╭─ GIVEN RECORDS

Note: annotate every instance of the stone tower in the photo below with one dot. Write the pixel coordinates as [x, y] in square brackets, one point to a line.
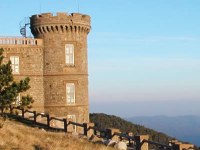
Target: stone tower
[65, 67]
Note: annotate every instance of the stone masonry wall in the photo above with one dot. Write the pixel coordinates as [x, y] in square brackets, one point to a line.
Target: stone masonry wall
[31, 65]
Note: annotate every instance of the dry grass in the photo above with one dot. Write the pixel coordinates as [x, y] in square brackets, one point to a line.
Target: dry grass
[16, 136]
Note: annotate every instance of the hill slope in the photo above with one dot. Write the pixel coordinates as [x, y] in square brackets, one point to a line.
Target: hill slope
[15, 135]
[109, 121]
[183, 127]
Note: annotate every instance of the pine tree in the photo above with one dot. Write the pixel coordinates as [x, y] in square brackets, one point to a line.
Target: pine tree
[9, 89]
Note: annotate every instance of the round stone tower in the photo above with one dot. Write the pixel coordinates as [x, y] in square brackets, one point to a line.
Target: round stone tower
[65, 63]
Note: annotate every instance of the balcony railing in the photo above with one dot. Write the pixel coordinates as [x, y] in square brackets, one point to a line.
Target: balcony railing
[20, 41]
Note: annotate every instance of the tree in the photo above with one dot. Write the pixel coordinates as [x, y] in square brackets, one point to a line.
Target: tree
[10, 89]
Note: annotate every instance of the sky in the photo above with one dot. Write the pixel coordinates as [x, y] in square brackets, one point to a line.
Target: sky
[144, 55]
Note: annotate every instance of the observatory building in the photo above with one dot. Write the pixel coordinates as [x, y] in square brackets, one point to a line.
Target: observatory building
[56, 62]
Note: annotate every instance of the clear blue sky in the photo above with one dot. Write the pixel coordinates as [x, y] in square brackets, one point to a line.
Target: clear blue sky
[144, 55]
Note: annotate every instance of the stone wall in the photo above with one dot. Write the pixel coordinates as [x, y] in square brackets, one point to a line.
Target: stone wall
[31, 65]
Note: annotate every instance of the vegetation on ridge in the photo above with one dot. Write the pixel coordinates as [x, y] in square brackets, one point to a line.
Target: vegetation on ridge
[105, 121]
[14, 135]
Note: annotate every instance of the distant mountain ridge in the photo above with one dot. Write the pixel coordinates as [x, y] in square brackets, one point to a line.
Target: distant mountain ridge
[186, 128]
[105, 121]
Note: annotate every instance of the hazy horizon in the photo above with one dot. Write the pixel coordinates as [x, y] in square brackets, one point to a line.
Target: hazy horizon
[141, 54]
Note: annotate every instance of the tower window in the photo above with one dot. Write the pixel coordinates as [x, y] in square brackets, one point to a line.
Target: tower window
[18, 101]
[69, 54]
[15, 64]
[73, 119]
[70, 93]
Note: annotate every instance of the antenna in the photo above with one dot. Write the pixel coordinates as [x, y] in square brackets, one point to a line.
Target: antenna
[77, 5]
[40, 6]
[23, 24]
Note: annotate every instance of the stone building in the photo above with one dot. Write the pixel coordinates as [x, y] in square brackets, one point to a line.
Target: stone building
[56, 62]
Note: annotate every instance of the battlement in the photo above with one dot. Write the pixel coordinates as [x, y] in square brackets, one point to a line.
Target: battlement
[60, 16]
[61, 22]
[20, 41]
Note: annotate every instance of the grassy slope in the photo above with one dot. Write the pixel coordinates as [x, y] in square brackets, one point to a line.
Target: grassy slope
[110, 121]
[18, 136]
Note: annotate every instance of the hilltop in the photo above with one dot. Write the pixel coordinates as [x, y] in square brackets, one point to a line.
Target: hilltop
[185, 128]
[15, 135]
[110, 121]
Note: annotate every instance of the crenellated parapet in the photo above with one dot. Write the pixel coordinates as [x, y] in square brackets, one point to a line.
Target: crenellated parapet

╰─

WHAT IS REQUIRED
From start to finish, output the listing exactly, but omit its pictures.

SOLUTION TO THIS TASK
Note: annotate every instance of the stone tower in the photo below with one dot. Write the pixel coordinates as [x, y] in square brackets, one point to a line.
Target: stone tower
[65, 67]
Note: annotate every instance of the stone masonry wall in the photo above with one dot. Write the pixel coordinates as [x, y] in square brackets, one point to a line.
Target: stone masonry wall
[31, 65]
Note: annotate every instance of the dry grass in the photo above with one dot. Write the pixel coordinates as [x, y] in square brackets, one point to a line.
Target: dry grass
[16, 136]
Note: annotate every instance of the hill slope in the photo above with one dot. Write the pixel coordinates as [x, y] in square brackets, one point to a line.
Target: hill slope
[15, 135]
[109, 121]
[183, 127]
Note: annotate every instance of the pine tree in the photo above with one dot. Write the pixel coordinates as [x, y] in square brackets, one point to a line.
Target: pine tree
[9, 89]
Note: annotate every instance of the round stone tower in the photo above with one dot. Write the pixel coordinates as [x, y] in square brackets, one point to a line.
Target: round stone tower
[65, 63]
Note: annotate every instance of the balcony railing in the photo above with one dot. Write the pixel coordinates as [x, y] in square brackets, one point to a line.
Target: balcony railing
[20, 41]
Note: annotate every instance of the tree in the photo above with one dot. Write the pixel coordinates as [x, y] in square brackets, one point to a line.
Target: tree
[10, 89]
Note: annotate every instance of the sky in the photo above with one dot. Write the pixel coordinates as [x, y] in square brackets, one point to a line.
Target: sky
[144, 55]
Note: annotate every instance of the observatory building in the photo above with one dot. Write the pixel coordinates as [x, y] in square brackets, one point to a line.
Target: observatory building
[56, 62]
Note: annotate every instance of the clear blue sky in the photo above with one dot. Write the pixel coordinates as [x, y] in square brackets, one point to a line.
Target: clear blue sky
[144, 55]
Note: annotate every instance of the stone wall in the photo above with one dot. Write the pixel coordinates as [x, y] in square brackets, one point to a line.
Target: stone wall
[31, 65]
Note: annotate every instance of the vegetation on ridge in the photo above with one dot. Write the pixel coordinates as [x, y] in square brackets, one point to a line.
Target: vegetation on ridge
[105, 121]
[14, 135]
Note: annotate every instance of the distant mountain ridge in the photo above with one dot. Write the pixel coordinates as [x, y] in square brackets, one point to a line.
Target: distant mountain ridge
[186, 128]
[105, 121]
Note: annotate every instance of the hazy horizon in the photo above with one dot. Write the pixel coordinates as [x, y] in square brackets, one point to a line.
Target: hazy horizon
[141, 54]
Note: annotate every instance of the tower window in the photo above with one dot. Write the pixel coordinates as [x, y] in square brackets, one point to a line.
Target: tower window
[18, 101]
[69, 54]
[15, 64]
[73, 119]
[70, 93]
Note: annotate every instance of the antenna in the photo above with one dot. Write the pixel coordinates as [x, y] in square brackets, one point to a line.
Target: antenna
[77, 5]
[40, 6]
[23, 24]
Note: annotate every instance of the stone building in the photo above with one dot. Write the pixel coordinates as [x, y] in square brackets, one point to a line.
Target: stone building
[56, 62]
Note: annotate every instance of the battlement in the photo above with one dot. Write the pixel coordinates as [x, y] in square brackets, one point to a line.
Target: battlement
[60, 16]
[61, 22]
[20, 41]
Note: annotate every instance of the grassy slope in the photo above with one dot. Write the pixel coordinates as [x, y] in square brackets, one point to a line.
Target: grassy slope
[110, 121]
[18, 136]
Note: annotate every instance of the hilltop in the photo above with one dot. Write the pixel coordinates as [x, y] in square brackets, one point to a line.
Target: hilltop
[185, 128]
[15, 135]
[110, 121]
Note: annotate every instance of the crenellated parapet in the photo above with one dot. Write the pixel coordinates as [x, y] in square brackets, one point to a line.
Target: crenellated parapet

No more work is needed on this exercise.